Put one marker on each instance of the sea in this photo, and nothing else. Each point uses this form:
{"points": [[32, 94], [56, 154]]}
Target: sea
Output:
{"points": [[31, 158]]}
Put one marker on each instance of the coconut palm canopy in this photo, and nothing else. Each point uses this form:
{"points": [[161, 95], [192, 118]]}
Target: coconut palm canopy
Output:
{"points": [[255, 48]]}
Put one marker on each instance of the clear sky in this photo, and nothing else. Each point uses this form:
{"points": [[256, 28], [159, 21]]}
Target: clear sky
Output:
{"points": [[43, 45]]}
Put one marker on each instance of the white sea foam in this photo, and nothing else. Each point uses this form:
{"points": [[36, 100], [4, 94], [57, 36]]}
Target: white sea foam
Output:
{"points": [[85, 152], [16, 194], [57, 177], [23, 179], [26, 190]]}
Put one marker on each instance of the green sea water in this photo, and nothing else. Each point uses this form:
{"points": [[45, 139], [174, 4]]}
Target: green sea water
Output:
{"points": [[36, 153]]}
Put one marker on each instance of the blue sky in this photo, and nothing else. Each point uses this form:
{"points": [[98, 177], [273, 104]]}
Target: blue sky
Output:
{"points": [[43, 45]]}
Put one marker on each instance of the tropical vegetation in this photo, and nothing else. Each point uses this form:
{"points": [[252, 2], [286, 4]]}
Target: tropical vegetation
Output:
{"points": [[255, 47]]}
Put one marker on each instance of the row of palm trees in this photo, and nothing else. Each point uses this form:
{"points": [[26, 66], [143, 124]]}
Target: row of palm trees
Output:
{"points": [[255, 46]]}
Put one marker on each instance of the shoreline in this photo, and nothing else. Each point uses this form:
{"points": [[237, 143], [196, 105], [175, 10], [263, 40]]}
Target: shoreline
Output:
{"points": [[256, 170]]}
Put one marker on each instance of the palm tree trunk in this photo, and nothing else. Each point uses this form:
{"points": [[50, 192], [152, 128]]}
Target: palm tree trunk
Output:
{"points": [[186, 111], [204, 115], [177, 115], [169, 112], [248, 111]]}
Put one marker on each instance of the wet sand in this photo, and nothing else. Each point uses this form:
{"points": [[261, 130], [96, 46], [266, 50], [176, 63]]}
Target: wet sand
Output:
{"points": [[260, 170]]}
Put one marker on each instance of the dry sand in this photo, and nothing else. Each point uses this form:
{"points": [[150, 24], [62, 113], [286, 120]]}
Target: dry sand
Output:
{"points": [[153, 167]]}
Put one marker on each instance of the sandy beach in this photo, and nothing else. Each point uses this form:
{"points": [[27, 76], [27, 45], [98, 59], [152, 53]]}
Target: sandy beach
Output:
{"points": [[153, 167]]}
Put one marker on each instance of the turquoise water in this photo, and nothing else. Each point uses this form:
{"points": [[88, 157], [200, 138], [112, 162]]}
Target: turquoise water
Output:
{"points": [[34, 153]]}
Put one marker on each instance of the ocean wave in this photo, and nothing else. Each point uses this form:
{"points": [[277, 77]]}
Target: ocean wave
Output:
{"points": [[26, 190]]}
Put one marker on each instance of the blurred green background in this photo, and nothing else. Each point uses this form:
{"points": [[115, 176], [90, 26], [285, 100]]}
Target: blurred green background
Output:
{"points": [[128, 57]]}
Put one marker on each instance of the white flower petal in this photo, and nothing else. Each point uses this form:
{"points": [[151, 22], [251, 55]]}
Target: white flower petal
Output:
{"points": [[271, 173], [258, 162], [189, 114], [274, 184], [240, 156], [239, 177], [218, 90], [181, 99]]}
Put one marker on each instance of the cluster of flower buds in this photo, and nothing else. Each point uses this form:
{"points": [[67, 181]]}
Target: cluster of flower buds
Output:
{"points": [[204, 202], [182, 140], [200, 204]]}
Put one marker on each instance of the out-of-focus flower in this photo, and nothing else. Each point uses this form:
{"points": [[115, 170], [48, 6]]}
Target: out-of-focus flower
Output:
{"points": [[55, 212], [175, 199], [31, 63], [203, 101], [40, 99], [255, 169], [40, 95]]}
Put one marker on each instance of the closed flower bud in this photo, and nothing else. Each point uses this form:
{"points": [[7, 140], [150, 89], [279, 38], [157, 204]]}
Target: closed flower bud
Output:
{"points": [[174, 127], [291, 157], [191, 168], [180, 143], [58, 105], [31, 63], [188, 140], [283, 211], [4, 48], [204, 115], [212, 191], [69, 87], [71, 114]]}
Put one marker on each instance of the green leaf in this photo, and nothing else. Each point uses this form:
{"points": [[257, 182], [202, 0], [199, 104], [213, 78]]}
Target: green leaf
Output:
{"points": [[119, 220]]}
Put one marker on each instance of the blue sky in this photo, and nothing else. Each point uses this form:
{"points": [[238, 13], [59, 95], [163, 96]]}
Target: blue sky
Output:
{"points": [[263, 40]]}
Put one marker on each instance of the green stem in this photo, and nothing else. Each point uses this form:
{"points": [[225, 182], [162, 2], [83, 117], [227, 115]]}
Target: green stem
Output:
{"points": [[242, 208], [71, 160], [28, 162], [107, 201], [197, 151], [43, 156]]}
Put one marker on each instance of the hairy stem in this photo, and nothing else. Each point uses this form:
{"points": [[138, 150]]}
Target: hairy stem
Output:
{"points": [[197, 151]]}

→ Directions:
Every line above should be printed again exactly as it stands.

→ Response area:
Put one marker on each instance of the sea in this photo, and nothing else. Each point uses this form:
{"points": [[32, 94], [56, 154]]}
Target: sea
Output:
{"points": [[31, 158]]}
Put one marker on each instance of the coconut palm canopy in this photo, and nothing else. Each point uses this form:
{"points": [[161, 95], [192, 118]]}
Target: coconut palm canopy
Output:
{"points": [[255, 48]]}
Put one marker on each instance of the clear sky in this photo, and nothing else. Each point uses this form:
{"points": [[256, 28], [159, 21]]}
Target: clear sky
Output:
{"points": [[43, 45]]}
Put one marker on each instance of the white sea foam in this photo, and nothing else. Each point uses this form:
{"points": [[36, 100], [4, 94], [57, 36]]}
Target: white sea foam
Output:
{"points": [[85, 152], [16, 194], [57, 177], [23, 179], [26, 190]]}
Put one marker on each instance of the green sea water in this photo, and nothing else. Each point uses this form:
{"points": [[45, 139], [174, 4]]}
Target: green sea water
Output:
{"points": [[36, 153]]}
Put one marker on each instance of the blue sky in this photo, and nothing else. Each point uses this form:
{"points": [[98, 177], [273, 104]]}
Target: blue sky
Output:
{"points": [[43, 45]]}
Put one marker on each instance of the tropical vegetation in this photo, and nothing else. Each point uses this form:
{"points": [[252, 2], [286, 4]]}
Target: tropical vegetation
Output:
{"points": [[255, 47]]}
Put one marker on each instance of the row of palm trees in this photo, and nothing else. Each point uses this form:
{"points": [[26, 66], [143, 124]]}
Target: row of palm trees
Output:
{"points": [[255, 46]]}
Put one marker on each instance of the shoreline in this photo, and nothing else. Each point uses this form:
{"points": [[237, 143], [196, 105], [175, 10], [263, 40]]}
Target: shoreline
Output:
{"points": [[256, 170]]}
Put one marker on each instance of the palm tree trunk in this photo, and nothing else. Each point uses this form:
{"points": [[50, 192], [152, 128]]}
Target: palm tree trunk
Output:
{"points": [[186, 111], [204, 115], [177, 115], [169, 112], [248, 111]]}
Put one marker on each instance of the wet sand in this photo, and nothing else. Each point uses this form:
{"points": [[261, 130], [96, 46], [266, 50], [176, 63]]}
Target: wet sand
Output:
{"points": [[260, 170]]}
Put one marker on each instance of the dry sand in this photo, and nothing else. Each point uses this form:
{"points": [[150, 24], [62, 113], [286, 120]]}
Target: dry sand
Output:
{"points": [[153, 167]]}
Put one marker on each instance of the sandy beach in this photo, and nothing else. Each point uses this form:
{"points": [[27, 76], [27, 45], [98, 59], [152, 53]]}
Target: sandy beach
Output:
{"points": [[153, 167]]}
Put one marker on each instance of the turquoise water in this photo, and nothing else. Each point uses this form:
{"points": [[88, 157], [200, 138], [112, 162]]}
Target: turquoise water
Output:
{"points": [[34, 153]]}
Put one marker on each instance of the ocean wave in this photo, and nothing else. Each point uses this form:
{"points": [[277, 77]]}
Target: ocean wave
Output:
{"points": [[26, 190]]}
Put one marker on each instance of the blurred green background in this photo, and nothing else. Each point uses this form:
{"points": [[115, 176], [90, 26], [285, 100]]}
Target: blurred green background
Output:
{"points": [[128, 57]]}
Put one marker on each instance of the white flower petal in this photo, and nothing else. Each point uses this form:
{"points": [[151, 22], [251, 55]]}
Target: white flower petal
Output:
{"points": [[271, 173], [258, 162], [189, 114], [274, 184], [240, 156], [239, 177], [218, 90], [181, 99]]}
Put one marker on each instance of the cluster of flower buds in this photo, and nothing else. Each point uses this form:
{"points": [[67, 181]]}
Target: cluster of flower buds
Output:
{"points": [[204, 202], [182, 140], [200, 204]]}
Put one marker on each instance of the out-of-focus flower in this photo, and nothing else. Each point uses this form:
{"points": [[115, 170], [48, 6]]}
Target: out-of-focus flower
Output:
{"points": [[55, 212], [175, 199], [31, 63], [203, 101], [40, 99], [255, 169], [40, 95]]}
Put one marker on each instance of the closed flower bud in this photo, and nothing else. Each point uses this form:
{"points": [[7, 140], [150, 89], [279, 38], [157, 204]]}
Target: closed flower bud
Output:
{"points": [[174, 127], [291, 157], [191, 168], [180, 143], [58, 105], [31, 63], [188, 140], [283, 211], [4, 48], [204, 115], [212, 191], [69, 87], [71, 114]]}
Put one marker on each instance of the green leaf in this photo, and nothing else. Each point uses this form:
{"points": [[257, 182], [202, 0], [199, 104], [213, 78]]}
Target: green leaf
Output:
{"points": [[119, 220]]}
Put one marker on each instance of the blue sky in this photo, and nothing else. Each point uses this form:
{"points": [[238, 13], [59, 95], [163, 96]]}
Target: blue sky
Output:
{"points": [[263, 40]]}
Put one marker on each instance of the green stem in this photo, and nothing else. Each point uses this form:
{"points": [[225, 182], [162, 2], [83, 117], [227, 115]]}
Target: green stem
Output:
{"points": [[242, 208], [71, 160], [28, 162], [107, 201], [197, 151], [43, 156]]}
Put one marker on each instance of the hairy stem in this photo, and nothing else. Each point uses this form:
{"points": [[138, 150]]}
Target: hairy stem
Output:
{"points": [[197, 151]]}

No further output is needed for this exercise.